▸ 記述課題 1: 以下にある北海道での波乗りの旅の文章から、「Abechan のインスタグラム」から「がらはるばるここ広尾町にね。」までのすべてを一字一句変えずに書き出してください。

▸ 抜粋:
北海道の海に陶酔した7月
これまで幾度となく北海道をライブツアーで旅してきましたが、今回2024年7月ほど北の大海原での波乗りに没頭した旅はありませんでした。いやもうマジやばかったです、波も、それぞれのロケーションや雰囲気も。近頃の高校生風にいうと「エグかった」です、ほんと。
もちろんね、本分であるライブあってのサーフィンですし、いったいあんたは何しに北海道(しかも大半は僻地)まで行ってるのかと問われれば「当然仕事です」と迷う事なく即答できるのですが、こんなにも波が良いとね、やたらスイッチ入ってしまってついつい海へと寄り道してしまいます。
まあそれは兎も角、今回もまた北海道の僕の旅をいつものように並走してくれるカメラマン、Abechanの写真を交えながら、日本の北の大地に届けられた波のお話とそれにまつわるエピソードをお送りしたいと思います、はい。
Abechan のインスタグラム
https://www.instagram.com/the_day_photography?igsh=MWFkbnRsMno3NnhnOA==
目指したのは十勝南端、広尾町
さてさて僕らのこの度の最初の目的地は、太平洋に面する広尾町でした。
北海道をあえて人の顔になぞらえると、広尾町は襟裳岬という顎の先端から向かって右の頬にかかるあたりに位置する静かで穏やかな田舎町です。ところがこの町には北海道のサーファーならば誰もが一度は行った事があるであろう、あるいはそうじゃない場合は憧れの対象となりうる素晴らしいサーフポイントが点在しています。
例によってポイントの名前は伏せさせていただきますが、最も安定したブレイクがのぞめるリーフはもちろん、サンドバーがしっかりと保たれたビーチ。そしてローカルの方でも滅多にエントリーする事のないパワフルな波が現れる河口のポイントなどなど、一度ウネリが入れば手応えもサイズもしっかりとした極上の波が届けられる夢のようなエリアなのです。
札幌から車でおよそ5時間もかかる場所なのですが、辛抱強い道産子の皆さんにとってそれはどうやら苦になるほどの距離ではないようですね。メインとされているポイントの駐車スペースに目をやると、札幌のみならず北海道各地から続々と来ていらっしゃっているようです、波をサーチしながらはるばるここ広尾町にね。

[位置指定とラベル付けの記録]
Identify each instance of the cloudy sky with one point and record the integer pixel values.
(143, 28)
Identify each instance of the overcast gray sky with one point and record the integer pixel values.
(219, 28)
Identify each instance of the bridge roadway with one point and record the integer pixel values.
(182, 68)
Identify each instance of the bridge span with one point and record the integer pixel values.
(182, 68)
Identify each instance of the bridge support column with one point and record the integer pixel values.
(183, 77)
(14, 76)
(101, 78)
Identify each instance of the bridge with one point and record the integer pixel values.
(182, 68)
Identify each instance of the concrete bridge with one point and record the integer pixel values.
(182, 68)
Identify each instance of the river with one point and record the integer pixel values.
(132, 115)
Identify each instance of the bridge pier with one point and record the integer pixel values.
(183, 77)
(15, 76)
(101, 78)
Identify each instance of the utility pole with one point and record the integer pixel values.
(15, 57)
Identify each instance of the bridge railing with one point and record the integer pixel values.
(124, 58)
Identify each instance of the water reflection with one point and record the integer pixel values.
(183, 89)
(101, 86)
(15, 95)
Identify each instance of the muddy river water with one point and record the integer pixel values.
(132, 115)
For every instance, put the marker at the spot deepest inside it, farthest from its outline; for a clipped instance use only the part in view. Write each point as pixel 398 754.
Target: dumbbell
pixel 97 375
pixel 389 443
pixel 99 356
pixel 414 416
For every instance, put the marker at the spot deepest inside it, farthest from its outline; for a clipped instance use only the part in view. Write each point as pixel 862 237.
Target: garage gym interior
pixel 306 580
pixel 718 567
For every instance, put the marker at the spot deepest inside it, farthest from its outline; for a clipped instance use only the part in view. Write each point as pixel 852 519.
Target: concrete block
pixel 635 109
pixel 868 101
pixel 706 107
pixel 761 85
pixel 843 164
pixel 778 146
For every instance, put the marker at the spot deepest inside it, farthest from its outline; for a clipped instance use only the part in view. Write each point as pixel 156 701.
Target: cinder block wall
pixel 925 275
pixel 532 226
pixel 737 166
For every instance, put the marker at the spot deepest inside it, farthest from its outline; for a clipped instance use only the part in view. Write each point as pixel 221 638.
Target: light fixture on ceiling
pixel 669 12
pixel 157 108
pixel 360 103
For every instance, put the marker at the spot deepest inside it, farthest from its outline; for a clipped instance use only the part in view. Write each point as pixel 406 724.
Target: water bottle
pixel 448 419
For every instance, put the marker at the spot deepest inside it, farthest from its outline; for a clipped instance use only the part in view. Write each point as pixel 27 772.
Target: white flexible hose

▸ 記述課題 2: 上の記録から、「view」という文字列を含む行をすべて探し出して書き写してください。大文字と小文字は区別します。

▸ 記述解答 1:
Abechan のインスタグラム
https://www.instagram.com/the_day_photography?igsh=MWFkbnRsMno3NnhnOA==
目指したのは十勝南端、広尾町
さてさて僕らのこの度の最初の目的地は、太平洋に面する広尾町でした。
北海道をあえて人の顔になぞらえると、広尾町は襟裳岬という顎の先端から向かって右の頬にかかるあたりに位置する静かで穏やかな田舎町です。ところがこの町には北海道のサーファーならば誰もが一度は行った事があるであろう、あるいはそうじゃない場合は憧れの対象となりうる素晴らしいサーフポイントが点在しています。
例によってポイントの名前は伏せさせていただきますが、最も安定したブレイクがのぞめるリーフはもちろん、サンドバーがしっかりと保たれたビーチ。そしてローカルの方でも滅多にエントリーする事のないパワフルな波が現れる河口のポイントなどなど、一度ウネリが入れば手応えもサイズもしっかりとした極上の波が届けられる夢のようなエリアなのです。
札幌から車でおよそ5時間もかかる場所なのですが、辛抱強い道産子の皆さんにとってそれはどうやら苦になるほどの距離ではないようですね。メインとされているポイントの駐車スペースに目をやると、札幌のみならず北海道各地から続々と来ていらっしゃっているようです、波をサーチしながらはるばるここ広尾町にね。

▸ 記述解答 2:
For every instance, put the marker at the spot deepest inside it, farthest from its outline; for a clipped instance use only the part in view. Write each point as pixel 398 754.
For every instance, put the marker at the spot deepest inside it, farthest from its outline; for a clipped instance use only the part in view. Write each point as pixel 862 237.
For every instance, put the marker at the spot deepest inside it, farthest from its outline; for a clipped instance use only the part in view. Write each point as pixel 852 519.
For every instance, put the marker at the spot deepest inside it, farthest from its outline; for a clipped instance use only the part in view. Write each point as pixel 156 701.
For every instance, put the marker at the spot deepest inside it, farthest from its outline; for a clipped instance use only the part in view. Write each point as pixel 221 638.
For every instance, put the marker at the spot deepest inside it, farthest from its outline; for a clipped instance use only the part in view. Write each point as pixel 406 724.
For every instance, put the marker at the spot deepest inside it, farthest from its outline; for a clipped instance use only the part in view. Write each point as pixel 27 772.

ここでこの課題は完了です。